[BEGIN]

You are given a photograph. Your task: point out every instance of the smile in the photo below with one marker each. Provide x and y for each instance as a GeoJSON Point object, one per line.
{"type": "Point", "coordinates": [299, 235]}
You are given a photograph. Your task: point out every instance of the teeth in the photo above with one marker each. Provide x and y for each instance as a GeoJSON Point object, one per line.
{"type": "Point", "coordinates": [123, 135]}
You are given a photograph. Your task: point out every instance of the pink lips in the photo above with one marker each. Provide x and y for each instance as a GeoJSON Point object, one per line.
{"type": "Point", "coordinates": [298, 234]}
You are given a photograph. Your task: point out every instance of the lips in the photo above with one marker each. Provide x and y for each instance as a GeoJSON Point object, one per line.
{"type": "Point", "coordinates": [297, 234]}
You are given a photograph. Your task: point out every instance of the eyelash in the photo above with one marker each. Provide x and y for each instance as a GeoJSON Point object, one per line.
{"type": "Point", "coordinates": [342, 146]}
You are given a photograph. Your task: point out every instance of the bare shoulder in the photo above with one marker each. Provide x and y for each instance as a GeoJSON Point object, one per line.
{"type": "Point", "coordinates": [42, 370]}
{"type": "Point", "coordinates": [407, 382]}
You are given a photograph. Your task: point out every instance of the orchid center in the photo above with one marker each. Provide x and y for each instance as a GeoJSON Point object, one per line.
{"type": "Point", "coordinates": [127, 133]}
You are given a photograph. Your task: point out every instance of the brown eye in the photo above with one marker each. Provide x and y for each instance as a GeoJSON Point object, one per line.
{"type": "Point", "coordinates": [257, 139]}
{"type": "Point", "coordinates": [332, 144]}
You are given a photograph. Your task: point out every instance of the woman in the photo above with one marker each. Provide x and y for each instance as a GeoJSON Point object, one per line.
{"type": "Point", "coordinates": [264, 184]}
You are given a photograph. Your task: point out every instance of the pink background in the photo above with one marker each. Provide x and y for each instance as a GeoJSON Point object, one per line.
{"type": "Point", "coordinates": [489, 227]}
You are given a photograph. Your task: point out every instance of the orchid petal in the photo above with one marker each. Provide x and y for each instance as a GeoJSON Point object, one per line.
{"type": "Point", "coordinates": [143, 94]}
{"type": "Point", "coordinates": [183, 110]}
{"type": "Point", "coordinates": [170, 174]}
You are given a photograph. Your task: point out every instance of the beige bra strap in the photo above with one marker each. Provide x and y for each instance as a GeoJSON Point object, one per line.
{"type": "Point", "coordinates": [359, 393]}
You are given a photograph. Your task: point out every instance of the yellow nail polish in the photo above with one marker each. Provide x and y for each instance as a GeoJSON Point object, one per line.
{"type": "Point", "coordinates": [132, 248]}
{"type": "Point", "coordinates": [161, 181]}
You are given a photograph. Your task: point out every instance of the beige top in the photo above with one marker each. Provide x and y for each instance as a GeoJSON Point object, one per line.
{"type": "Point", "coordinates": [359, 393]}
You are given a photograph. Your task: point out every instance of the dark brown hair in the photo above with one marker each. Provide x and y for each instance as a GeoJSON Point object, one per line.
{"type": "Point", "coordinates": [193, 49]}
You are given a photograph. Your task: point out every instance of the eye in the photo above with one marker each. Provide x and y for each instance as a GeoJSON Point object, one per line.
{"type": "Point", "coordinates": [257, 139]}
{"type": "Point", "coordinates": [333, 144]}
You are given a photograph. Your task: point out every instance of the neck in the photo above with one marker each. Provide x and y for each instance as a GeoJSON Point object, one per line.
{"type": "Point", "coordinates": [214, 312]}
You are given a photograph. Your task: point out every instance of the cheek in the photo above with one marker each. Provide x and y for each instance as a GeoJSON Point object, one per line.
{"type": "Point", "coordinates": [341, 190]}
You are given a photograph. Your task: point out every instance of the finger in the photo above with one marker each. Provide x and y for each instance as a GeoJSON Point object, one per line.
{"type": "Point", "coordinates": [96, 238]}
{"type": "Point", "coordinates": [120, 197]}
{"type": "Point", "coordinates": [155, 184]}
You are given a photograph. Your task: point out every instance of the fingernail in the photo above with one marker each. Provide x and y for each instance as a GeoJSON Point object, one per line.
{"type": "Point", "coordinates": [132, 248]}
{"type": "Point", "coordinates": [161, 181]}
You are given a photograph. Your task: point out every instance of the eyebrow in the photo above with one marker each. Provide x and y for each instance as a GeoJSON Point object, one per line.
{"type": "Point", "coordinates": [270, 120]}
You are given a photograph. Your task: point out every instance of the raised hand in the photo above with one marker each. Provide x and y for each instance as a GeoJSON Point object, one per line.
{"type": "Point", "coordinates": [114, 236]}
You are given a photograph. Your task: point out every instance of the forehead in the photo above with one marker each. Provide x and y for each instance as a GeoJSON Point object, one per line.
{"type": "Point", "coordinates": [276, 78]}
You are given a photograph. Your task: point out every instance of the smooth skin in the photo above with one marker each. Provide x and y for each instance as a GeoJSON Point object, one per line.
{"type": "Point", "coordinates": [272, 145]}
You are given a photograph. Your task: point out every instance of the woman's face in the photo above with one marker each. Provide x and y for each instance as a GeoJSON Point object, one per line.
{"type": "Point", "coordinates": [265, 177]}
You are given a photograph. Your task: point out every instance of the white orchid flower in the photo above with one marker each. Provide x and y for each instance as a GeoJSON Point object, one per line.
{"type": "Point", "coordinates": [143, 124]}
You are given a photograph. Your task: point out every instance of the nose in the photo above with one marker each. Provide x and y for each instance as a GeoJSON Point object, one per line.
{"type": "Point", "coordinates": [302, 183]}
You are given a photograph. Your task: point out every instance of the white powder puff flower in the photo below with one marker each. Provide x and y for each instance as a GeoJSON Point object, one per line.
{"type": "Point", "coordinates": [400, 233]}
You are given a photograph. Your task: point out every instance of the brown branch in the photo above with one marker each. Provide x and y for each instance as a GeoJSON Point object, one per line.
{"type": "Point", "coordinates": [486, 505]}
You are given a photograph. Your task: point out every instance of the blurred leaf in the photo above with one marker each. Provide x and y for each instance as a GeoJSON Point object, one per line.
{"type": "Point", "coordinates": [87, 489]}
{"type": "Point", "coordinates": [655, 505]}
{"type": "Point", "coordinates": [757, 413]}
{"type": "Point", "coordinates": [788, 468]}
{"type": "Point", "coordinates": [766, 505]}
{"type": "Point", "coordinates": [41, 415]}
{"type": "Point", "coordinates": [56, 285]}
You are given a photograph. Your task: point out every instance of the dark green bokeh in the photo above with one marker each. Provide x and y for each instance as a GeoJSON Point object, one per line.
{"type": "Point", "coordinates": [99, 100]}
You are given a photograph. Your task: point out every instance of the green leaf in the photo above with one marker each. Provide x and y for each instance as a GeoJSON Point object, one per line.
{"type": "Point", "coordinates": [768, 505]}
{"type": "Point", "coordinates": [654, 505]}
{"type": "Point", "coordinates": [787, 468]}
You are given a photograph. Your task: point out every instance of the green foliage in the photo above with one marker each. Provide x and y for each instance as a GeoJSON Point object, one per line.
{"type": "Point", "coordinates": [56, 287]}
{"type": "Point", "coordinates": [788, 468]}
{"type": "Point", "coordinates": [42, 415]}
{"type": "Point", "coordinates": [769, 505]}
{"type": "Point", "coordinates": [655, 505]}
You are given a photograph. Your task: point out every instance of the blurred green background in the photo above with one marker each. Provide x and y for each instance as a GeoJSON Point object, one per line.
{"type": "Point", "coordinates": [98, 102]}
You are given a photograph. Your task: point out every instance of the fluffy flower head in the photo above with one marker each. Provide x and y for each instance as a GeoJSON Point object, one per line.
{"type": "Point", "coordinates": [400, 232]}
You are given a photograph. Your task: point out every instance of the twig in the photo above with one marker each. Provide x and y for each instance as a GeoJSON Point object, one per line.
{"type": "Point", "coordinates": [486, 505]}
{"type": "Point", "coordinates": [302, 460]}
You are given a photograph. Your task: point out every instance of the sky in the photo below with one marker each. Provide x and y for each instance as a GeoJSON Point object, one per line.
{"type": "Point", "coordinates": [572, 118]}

[END]

* **WHAT IS ASKED**
Reproduce precisely the span of lines that begins at the line containing "of the twig" and ends with the last line of the listing.

* **ANSWER TO THE EXERCISE**
You are given a photograph. Your task: point out every instance of the twig in the photo above with one marker each. Provide x and y for each instance as a GeoJSON Point object, one per line.
{"type": "Point", "coordinates": [486, 505]}
{"type": "Point", "coordinates": [302, 460]}
You are given a photograph. Your task: point out every instance of the sky in the photo below with one marker each. Provide x and y for each instance as a GeoJSON Point object, one per line.
{"type": "Point", "coordinates": [572, 118]}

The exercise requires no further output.